____ PROVIDED DATA

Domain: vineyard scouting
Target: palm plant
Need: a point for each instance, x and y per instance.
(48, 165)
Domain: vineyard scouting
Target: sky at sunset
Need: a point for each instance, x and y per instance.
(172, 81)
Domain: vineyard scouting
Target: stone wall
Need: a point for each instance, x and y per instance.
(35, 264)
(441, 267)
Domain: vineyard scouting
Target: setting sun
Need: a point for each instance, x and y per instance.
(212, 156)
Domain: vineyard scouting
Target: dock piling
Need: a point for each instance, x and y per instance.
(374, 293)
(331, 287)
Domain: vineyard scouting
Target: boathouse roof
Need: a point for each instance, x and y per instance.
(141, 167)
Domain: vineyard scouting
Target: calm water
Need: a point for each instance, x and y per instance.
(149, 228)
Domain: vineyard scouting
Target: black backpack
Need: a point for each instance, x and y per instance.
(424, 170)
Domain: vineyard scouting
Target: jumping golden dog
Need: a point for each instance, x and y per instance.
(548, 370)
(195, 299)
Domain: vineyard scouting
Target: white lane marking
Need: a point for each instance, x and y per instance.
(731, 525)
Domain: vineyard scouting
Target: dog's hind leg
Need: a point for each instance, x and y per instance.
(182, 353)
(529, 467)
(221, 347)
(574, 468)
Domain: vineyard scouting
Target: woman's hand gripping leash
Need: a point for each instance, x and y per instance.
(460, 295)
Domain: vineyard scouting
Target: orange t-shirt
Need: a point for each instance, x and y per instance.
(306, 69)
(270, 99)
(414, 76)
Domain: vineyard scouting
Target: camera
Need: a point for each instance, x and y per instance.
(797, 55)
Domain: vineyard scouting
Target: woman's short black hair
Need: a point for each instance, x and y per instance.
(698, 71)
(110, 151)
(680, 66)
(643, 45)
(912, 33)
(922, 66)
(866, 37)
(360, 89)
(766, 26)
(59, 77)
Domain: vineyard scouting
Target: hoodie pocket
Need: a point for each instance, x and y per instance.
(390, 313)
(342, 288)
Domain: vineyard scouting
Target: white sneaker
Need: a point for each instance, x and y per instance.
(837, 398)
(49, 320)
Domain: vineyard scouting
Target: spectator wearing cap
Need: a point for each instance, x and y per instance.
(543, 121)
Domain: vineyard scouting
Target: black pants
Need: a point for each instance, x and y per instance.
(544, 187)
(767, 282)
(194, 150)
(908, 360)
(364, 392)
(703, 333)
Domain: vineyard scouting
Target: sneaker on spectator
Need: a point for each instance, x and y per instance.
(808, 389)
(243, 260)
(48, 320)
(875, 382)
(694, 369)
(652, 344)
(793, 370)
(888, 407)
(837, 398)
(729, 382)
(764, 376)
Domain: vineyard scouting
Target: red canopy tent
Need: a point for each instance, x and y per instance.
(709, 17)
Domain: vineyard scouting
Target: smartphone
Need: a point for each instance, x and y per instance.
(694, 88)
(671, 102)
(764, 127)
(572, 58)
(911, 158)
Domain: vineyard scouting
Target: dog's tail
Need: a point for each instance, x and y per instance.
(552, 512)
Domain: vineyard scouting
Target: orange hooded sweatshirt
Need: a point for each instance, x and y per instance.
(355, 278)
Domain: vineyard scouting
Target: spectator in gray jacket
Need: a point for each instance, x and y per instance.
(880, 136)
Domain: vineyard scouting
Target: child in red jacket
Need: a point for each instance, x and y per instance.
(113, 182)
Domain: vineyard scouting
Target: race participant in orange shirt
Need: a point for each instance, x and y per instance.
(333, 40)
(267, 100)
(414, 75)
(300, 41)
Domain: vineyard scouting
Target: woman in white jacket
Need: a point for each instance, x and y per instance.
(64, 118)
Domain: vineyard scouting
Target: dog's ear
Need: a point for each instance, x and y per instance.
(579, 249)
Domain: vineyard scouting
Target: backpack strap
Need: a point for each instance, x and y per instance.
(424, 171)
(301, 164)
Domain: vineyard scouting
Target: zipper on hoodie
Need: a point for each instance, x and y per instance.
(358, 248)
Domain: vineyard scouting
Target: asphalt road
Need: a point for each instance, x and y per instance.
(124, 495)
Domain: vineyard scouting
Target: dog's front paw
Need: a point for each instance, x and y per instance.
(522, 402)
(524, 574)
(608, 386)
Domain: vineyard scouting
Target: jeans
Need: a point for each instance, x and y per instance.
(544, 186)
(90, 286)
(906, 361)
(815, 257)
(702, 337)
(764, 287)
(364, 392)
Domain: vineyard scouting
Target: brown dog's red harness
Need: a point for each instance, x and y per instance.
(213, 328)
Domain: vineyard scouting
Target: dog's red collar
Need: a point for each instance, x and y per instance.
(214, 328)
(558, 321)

________

### GIVEN PROBLEM:
Write the whole listing out again. Keep every line exactly as it is.

### FINISHED EXERCISE:
Domain: vineyard scouting
Target: palm plant
Need: a point for each instance, x and y per instance.
(48, 165)
Domain: vineyard scouting
Target: sky at sunset
Need: a point for each instance, x and y per instance.
(172, 81)
Domain: vineyard scouting
Target: stone wall
Need: a point for each instance, x and y per instance.
(35, 264)
(441, 267)
Domain: vineyard scouting
Target: setting sun
Need: a point for each instance, x and y per instance.
(212, 156)
Domain: vineyard scouting
Target: dock piling
Need: a point for each instance, x and y per instance.
(374, 293)
(331, 287)
Domain: vineyard scouting
Target: boathouse roof
Need: a point for each instance, x and y per instance.
(141, 167)
Domain: vineyard scouting
Target: calm water
Need: a point for each instance, x and y per instance.
(149, 228)
Domain: vineyard scouting
Target: black backpack
Need: a point for each instance, x and y per instance.
(424, 170)
Domain: vineyard scouting
Target: jumping golden dog
Need: a point for each instance, x and y per instance.
(548, 370)
(195, 299)
Domain: vineyard scouting
Target: white lane marking
Need: a point for each instance, x and y per instance.
(731, 525)
Domain: vineyard scouting
Target: dog's hind leg
Need: a point for each instance, x and y per instance.
(182, 353)
(529, 467)
(221, 347)
(574, 468)
Domain: vineyard scouting
Target: woman's hand gripping leash
Need: a point for each instance, x and y per instance.
(460, 295)
Domain: vineyard scouting
Target: orange t-shirt
Need: a point for each instance, x and y per instance.
(306, 69)
(270, 99)
(414, 76)
Domain: vineyard scouting
Target: camera
Need: a point for each instance, x and y per instance.
(797, 55)
Domain: vineyard scouting
Target: woman's short black hair
Need: a point for each instance, x and y per instance.
(698, 71)
(110, 151)
(680, 66)
(643, 45)
(912, 33)
(922, 66)
(866, 37)
(360, 89)
(766, 26)
(59, 77)
Domain: vineyard scouting
Target: hoodie pocket
Need: a point for each instance, x and y per instance.
(390, 313)
(342, 288)
Domain: vineyard scouting
Target: white sneaker
Need: a point for each instance, x and y per instance.
(837, 398)
(49, 320)
Domain: vineyard scouting
Target: spectator wearing cap
Need: a point for each instance, x and y per instance.
(543, 121)
Domain: vineyard scouting
Target: black pants
Need: a point for each instance, x and y per instance.
(544, 187)
(767, 282)
(194, 150)
(908, 360)
(364, 392)
(703, 333)
Domain: vineyard scouting
Target: sneaker on spectator
Need: a point for each instance, x and y per instance.
(808, 389)
(243, 260)
(48, 320)
(875, 382)
(694, 369)
(652, 344)
(793, 370)
(888, 407)
(837, 398)
(729, 382)
(764, 376)
Domain: vineyard scouting
Target: red canopy tent
Need: a point for each instance, x and y per instance.
(709, 17)
Domain: vineyard scouting
Target: smartphone
Need: a point for each instance, x and y per instance.
(694, 88)
(671, 102)
(764, 127)
(572, 58)
(911, 158)
Domain: vineyard scouting
Target: dog's tail
Need: a point for each instance, x and y per instance.
(552, 512)
Domain: vineyard scouting
Target: orange hooded sweatshirt
Need: a point for each instance, x and y per instance.
(355, 278)
Domain: vineyard scouting
Target: spectator in gray jacket
Need: a point for each instance, x and y per instance.
(880, 136)
Domain: vineyard scouting
Target: child in red jacket
Need: a point for each instance, x and y per instance.
(113, 182)
Domain: vineyard scouting
Target: race participant in orange shirt
Need: a point for each instance, x and y per instance.
(333, 40)
(267, 100)
(414, 75)
(300, 41)
Domain: vineyard scouting
Target: woman in white jacket
Need: a point for each instance, x and y per instance.
(64, 118)
Domain: vineyard scouting
Target: dog's ear
Need: a point for each instance, x and y per instance.
(579, 249)
Domain: vineyard scouting
Target: backpack strap
Need: a point for each instance, x and y per instance.
(424, 171)
(301, 164)
Domain: vineyard scouting
Target: zipper on hoodie
Need: a point for each instance, x and y per instance.
(358, 248)
Domain: vineyard scouting
Target: asphalt road
Need: a point for each instance, x and y per instance.
(124, 495)
Domain: vineyard scouting
Target: dog's front paw
Need: a point for each instance, x and y per instance.
(522, 402)
(524, 574)
(608, 386)
Domain: vineyard scouting
Target: jeans
Need: a point for each instance, x and y per instance.
(544, 186)
(90, 286)
(906, 361)
(815, 257)
(702, 337)
(764, 287)
(364, 392)
Domain: vineyard scouting
Target: brown dog's red harness
Need: a point for each instance, x and y per instance.
(213, 328)
Domain: vineyard scouting
Target: dog's red collar
Need: a point for each instance, x and y per instance.
(214, 328)
(558, 321)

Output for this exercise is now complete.